Stated exercise 1:
Answer these questions using the forum thread on spray waxes and sealants below.
(a) Which product does bomcar name for spray sealant?
(b) According to Herefordquattro, when should permanon car supershine brilliant be applied?
(c) Which two products is NoobWash choosing between?

But I know what you mean. I once had used FourStars Spray Sealant and I only recall it's smell was foul. But I used it again after a year and saw that it smelled not that bad at all, but flowers etc. I don't know if it happens if not shaken well or there is excess gas inside the container. Or, if I have too many products to confuse myself.


----------



## Bratwurst (Jan 23, 2009)

Sounds nice! :thumb:

I'll probably get another bottle in 6 months or so, so I'll maybe get to sniff the tropical stuff come the time


----------



## NoobWash (Apr 18, 2011)

Sorry to bump the thread.. Any thumbs up for C3 smart carnauba? I have a choice between C3 and OCW :/

Thanks,
Lou


----------



## msb (Dec 20, 2009)

Not strictly wax but am loving prima hydro atm


----------



## Carshine (Nov 11, 2009)

Love the Meguiars UQW, and the beading is really nice! 

I also enjoy the new Dodo Juice Detailing Spray and Chemical Guys P40


----------



## PWOOD (Apr 30, 2007)

having put two layers of Jeff acrylic jett trigger on a couple of months ago in cold temperatures and it went on so easily i wish i had used it years ago. still beading and sheeting well.


----------



## bomcar (Jan 10, 2011)

OCW for spray wax
JW AJT for spray sealant
both is LSP


----------



## rex79gt (Jul 27, 2010)

Optimum car wax
opti-seal

combine both = perfect


----------



## MidlandsCarCare (Feb 18, 2006)

rex79gt said:


> Optimum car wax
> opti-seal
> 
> combine both = perfect


Agree.


----------



## Herefordquattro (May 31, 2010)

permanon car supershine brilliant - simples

ok it ain't a wax but it is so so easy to use, apply while the car is still wet as part of the drying stage and it's done so much quicker than anything i've used before


----------



## bmwman (Jun 11, 2008)

Had some amazing results with Pinnacle crystal mist. It brought a good shine but was very quick and easy to use.


----------

Records:
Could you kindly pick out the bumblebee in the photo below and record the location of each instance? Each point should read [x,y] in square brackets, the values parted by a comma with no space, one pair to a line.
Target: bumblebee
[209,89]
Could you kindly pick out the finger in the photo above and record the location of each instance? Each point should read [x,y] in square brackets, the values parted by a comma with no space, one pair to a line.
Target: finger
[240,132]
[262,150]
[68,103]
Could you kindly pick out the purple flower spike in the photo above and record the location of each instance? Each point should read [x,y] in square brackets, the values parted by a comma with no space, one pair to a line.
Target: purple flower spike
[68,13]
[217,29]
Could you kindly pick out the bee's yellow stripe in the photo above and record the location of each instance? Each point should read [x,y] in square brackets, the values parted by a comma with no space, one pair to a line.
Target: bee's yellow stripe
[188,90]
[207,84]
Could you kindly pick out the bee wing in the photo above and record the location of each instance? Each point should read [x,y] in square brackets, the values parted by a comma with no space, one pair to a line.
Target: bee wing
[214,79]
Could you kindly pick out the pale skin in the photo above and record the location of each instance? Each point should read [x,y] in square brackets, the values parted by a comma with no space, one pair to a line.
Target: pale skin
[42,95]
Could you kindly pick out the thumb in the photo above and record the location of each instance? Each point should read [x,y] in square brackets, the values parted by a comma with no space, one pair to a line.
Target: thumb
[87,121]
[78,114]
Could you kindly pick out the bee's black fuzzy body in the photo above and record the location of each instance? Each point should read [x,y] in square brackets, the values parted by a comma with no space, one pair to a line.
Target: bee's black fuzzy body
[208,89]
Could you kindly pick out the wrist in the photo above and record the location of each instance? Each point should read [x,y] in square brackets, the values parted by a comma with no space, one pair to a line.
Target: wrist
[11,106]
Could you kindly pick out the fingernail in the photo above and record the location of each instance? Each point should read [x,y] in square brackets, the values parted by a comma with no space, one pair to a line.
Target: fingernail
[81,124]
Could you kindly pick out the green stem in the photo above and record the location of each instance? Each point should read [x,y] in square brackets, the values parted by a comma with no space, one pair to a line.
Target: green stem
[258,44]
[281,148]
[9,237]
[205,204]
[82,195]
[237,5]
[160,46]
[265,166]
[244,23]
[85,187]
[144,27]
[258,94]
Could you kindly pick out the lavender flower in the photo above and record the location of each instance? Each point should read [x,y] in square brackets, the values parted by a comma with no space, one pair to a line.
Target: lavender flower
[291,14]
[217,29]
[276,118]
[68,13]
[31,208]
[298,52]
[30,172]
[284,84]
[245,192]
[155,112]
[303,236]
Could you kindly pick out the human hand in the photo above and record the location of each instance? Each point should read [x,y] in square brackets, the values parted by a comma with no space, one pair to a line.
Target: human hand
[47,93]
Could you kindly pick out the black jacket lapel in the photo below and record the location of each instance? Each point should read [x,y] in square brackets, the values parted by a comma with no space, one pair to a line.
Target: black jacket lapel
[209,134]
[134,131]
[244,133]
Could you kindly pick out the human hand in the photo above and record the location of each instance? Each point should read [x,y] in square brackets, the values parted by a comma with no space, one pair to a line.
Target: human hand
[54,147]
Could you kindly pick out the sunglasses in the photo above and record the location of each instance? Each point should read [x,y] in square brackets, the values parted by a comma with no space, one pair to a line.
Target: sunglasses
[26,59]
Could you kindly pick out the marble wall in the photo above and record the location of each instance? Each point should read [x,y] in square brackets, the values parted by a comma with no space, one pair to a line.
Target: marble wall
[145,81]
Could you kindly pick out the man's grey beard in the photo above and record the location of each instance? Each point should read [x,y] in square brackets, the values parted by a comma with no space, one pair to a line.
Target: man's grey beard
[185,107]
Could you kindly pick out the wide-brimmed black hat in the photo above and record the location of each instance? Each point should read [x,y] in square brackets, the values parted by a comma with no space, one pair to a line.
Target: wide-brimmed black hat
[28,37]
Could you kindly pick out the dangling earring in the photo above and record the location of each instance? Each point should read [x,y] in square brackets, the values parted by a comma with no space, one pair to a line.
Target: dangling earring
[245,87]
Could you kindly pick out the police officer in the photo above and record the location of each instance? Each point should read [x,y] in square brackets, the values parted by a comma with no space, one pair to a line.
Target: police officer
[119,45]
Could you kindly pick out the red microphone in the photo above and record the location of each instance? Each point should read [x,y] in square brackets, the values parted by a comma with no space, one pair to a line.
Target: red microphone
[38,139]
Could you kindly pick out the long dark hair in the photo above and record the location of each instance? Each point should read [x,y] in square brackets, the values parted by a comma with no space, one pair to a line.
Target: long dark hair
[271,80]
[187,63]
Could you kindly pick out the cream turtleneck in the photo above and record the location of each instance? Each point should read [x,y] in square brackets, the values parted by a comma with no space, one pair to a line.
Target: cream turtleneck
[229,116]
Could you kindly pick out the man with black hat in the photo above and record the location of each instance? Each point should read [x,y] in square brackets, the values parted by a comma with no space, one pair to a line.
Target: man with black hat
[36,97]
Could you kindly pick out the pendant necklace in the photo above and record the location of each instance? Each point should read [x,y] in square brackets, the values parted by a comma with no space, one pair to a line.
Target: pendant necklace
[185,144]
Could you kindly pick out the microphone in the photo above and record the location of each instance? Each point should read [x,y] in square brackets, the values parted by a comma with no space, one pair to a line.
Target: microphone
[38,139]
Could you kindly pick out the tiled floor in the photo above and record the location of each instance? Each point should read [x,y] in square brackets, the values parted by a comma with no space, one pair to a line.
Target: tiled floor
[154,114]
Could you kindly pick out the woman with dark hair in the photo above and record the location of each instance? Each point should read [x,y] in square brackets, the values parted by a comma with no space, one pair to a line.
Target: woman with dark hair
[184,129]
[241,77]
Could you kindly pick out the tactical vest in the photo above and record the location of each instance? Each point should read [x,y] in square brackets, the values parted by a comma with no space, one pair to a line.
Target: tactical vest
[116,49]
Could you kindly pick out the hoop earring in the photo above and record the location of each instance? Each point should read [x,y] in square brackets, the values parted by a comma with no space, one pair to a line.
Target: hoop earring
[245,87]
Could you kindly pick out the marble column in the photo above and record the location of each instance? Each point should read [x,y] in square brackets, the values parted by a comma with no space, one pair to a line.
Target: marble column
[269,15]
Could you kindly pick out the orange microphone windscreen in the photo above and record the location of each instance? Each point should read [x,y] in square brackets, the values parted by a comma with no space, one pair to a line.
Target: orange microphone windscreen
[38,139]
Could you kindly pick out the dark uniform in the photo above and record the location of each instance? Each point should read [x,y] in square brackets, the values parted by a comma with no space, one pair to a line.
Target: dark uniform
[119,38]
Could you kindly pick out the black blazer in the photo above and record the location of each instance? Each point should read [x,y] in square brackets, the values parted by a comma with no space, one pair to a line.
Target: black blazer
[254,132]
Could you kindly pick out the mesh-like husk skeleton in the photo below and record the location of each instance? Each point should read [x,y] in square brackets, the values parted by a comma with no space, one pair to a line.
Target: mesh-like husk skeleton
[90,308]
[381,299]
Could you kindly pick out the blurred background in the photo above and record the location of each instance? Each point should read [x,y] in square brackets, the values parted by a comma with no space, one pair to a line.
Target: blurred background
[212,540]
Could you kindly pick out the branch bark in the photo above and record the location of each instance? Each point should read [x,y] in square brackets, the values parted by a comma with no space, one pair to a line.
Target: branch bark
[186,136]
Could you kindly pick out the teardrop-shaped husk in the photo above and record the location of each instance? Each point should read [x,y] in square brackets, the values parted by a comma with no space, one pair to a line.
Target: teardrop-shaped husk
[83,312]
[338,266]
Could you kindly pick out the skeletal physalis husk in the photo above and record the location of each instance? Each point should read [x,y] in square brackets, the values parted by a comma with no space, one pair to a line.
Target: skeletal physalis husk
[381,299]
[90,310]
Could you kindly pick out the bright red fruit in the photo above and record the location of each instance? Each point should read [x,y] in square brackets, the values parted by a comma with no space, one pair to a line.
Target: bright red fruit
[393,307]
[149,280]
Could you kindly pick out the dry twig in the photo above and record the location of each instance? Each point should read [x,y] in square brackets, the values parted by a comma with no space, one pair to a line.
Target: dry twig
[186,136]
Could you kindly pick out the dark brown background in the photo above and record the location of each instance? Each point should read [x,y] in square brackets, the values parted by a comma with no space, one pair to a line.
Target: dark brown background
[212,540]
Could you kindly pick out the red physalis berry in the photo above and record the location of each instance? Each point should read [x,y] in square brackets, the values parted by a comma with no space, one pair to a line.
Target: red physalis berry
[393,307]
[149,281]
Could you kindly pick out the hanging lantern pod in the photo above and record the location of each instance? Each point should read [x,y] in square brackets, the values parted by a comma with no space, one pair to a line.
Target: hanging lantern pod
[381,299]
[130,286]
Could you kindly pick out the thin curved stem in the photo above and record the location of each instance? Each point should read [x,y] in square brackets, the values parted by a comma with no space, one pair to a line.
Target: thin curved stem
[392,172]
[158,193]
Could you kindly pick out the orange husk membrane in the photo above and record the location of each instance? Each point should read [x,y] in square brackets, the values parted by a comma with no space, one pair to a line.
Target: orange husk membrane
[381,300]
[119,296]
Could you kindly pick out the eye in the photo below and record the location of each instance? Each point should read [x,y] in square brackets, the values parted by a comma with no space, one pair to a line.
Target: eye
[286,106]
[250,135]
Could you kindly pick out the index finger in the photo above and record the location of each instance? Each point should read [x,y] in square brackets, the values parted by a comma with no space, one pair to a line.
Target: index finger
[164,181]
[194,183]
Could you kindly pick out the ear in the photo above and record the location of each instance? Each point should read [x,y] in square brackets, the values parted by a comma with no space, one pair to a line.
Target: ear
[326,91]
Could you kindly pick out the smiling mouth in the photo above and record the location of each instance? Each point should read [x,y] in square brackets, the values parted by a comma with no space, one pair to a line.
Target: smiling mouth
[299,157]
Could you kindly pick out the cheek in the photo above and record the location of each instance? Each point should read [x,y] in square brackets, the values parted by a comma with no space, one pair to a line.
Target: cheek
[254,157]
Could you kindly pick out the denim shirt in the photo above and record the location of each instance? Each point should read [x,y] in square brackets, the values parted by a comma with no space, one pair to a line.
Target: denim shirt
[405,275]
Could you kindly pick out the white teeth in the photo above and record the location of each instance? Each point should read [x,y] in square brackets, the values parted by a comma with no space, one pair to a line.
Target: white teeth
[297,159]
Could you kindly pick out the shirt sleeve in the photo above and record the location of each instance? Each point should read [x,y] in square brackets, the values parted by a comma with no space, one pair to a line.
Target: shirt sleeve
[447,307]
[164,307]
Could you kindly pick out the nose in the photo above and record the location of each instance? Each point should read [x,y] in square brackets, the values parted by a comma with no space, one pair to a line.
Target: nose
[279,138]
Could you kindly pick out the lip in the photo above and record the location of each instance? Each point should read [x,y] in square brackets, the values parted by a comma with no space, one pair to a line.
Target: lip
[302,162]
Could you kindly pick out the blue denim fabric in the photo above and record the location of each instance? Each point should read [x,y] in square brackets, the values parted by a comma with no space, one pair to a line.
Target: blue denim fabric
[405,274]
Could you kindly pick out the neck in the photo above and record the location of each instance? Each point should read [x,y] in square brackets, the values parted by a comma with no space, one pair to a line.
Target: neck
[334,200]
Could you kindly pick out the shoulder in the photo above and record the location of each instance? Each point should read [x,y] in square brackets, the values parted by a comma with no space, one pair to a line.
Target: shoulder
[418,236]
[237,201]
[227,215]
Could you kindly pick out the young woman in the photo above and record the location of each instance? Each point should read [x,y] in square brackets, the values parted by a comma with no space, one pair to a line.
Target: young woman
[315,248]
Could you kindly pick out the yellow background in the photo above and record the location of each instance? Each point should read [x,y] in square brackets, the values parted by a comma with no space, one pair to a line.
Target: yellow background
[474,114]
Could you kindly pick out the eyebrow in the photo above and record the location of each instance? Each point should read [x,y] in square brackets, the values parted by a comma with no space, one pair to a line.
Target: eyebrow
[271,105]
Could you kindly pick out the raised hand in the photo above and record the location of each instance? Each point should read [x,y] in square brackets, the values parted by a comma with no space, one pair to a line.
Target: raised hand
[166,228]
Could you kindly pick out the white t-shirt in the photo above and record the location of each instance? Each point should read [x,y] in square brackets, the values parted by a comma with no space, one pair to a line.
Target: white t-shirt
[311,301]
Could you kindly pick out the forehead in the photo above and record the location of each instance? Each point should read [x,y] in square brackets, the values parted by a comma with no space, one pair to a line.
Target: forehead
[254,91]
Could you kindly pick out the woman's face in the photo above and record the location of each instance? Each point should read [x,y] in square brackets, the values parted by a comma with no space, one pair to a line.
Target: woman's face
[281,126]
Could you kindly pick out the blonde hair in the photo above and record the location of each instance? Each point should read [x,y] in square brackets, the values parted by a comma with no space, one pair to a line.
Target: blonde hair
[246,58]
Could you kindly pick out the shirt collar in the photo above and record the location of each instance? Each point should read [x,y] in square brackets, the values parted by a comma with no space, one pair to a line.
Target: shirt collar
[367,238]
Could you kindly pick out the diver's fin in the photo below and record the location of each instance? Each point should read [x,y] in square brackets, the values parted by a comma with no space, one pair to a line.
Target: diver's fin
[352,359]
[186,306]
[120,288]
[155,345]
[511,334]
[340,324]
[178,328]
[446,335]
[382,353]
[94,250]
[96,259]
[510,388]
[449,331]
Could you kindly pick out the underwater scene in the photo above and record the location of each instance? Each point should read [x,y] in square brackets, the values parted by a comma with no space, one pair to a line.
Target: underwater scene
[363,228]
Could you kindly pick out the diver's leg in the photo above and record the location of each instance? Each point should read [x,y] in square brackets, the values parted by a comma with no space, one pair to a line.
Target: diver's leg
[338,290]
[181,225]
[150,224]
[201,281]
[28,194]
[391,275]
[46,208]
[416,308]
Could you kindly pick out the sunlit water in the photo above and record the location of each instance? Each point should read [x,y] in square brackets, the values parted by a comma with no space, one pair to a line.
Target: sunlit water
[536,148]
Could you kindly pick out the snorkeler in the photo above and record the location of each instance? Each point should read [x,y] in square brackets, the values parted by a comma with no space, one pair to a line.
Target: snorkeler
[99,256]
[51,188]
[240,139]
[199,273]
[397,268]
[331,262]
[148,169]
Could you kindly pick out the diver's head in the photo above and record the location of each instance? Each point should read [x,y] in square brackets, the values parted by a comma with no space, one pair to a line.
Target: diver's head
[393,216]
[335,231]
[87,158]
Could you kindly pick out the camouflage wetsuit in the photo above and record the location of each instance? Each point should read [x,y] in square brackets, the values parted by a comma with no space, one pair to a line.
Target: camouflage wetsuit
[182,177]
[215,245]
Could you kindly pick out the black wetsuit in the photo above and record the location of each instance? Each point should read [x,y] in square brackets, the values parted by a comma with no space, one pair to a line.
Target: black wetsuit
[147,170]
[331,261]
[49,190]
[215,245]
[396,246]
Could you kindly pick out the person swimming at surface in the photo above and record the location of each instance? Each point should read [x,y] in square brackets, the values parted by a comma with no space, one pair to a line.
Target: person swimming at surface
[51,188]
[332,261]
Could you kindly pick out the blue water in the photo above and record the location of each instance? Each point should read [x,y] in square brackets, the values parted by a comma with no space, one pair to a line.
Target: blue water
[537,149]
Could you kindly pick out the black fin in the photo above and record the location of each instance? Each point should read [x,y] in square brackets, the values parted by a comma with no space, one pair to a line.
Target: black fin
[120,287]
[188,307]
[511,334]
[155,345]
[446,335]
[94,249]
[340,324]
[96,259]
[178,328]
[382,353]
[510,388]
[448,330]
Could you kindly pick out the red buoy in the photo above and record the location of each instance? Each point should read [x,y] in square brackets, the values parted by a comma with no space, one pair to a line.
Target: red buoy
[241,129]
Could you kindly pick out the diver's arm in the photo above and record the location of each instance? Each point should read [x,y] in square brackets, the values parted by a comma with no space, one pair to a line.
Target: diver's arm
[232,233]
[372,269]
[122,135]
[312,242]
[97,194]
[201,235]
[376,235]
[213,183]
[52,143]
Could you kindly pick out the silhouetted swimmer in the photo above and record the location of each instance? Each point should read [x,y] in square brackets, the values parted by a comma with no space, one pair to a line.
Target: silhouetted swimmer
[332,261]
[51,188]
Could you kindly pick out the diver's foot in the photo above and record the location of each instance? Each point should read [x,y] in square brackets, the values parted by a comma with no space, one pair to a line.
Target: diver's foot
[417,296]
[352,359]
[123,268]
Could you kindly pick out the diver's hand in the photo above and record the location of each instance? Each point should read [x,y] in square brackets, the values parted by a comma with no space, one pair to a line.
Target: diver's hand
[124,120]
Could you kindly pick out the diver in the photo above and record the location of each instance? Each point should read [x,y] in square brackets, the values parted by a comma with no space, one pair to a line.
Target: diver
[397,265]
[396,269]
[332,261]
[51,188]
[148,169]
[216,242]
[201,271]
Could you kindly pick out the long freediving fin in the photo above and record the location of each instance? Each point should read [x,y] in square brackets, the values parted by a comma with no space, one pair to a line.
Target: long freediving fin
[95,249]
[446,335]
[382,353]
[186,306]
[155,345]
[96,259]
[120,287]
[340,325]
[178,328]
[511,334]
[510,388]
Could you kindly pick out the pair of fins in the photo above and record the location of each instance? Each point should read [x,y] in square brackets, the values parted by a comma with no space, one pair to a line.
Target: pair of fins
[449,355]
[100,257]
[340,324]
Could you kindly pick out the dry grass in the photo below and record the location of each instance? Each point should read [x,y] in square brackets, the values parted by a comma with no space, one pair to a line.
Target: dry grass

Stated exercise 2:
Pull out every line of the listing above that contains the word "swimmer".

Task answer 1:
(a) JW AJT
(b) While the car is still wet, as part of the drying stage.
(c) C3 and OCW

Task answer 2:
Could you kindly pick out the silhouetted swimmer in the photo above and record the location of each instance? Each point should read [x,y] in square brackets, the values parted by a comma with no space, one pair to a line.
Target: silhouetted swimmer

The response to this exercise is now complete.